» **Exercise prompt**
Copy out, word for word, the part of the data that opens at its first line and closes with the line containing "Please outline every".

» **Stored rows**
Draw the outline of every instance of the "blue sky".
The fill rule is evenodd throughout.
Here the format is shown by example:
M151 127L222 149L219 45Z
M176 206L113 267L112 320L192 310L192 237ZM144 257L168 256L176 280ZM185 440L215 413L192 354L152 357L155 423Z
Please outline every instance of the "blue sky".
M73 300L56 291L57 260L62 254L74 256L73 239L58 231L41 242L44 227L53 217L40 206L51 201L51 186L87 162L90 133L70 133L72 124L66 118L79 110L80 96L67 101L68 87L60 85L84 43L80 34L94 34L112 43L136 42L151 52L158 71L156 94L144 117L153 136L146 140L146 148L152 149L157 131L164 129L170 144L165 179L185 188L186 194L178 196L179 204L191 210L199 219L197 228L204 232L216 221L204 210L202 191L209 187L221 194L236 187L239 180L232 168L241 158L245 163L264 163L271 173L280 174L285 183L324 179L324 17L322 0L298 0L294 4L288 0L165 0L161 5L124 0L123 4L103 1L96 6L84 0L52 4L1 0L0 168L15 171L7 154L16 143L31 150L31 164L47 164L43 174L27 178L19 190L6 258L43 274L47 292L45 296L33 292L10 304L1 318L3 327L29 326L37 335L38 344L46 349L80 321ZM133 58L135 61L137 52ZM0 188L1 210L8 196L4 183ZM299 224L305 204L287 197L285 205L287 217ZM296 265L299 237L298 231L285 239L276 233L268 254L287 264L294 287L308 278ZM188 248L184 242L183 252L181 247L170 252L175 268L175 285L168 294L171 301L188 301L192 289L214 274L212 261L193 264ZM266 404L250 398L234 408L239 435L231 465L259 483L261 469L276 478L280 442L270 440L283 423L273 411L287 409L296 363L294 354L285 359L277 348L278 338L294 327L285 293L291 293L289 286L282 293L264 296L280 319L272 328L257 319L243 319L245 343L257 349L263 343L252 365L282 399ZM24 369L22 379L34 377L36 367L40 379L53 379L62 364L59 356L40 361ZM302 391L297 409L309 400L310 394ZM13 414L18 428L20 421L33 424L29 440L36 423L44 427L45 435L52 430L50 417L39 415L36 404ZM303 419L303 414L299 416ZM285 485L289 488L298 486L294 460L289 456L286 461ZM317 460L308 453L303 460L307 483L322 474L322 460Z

» **Result for this exercise**
Draw the outline of every instance of the "blue sky".
The fill rule is evenodd throughout.
Here the format is shown by example:
M151 127L222 149L219 45Z
M176 206L113 267L112 320L192 310L192 237ZM144 257L168 256L176 280ZM185 440L215 413L192 354L152 357L155 423Z
Please outline every instance of the "blue sky".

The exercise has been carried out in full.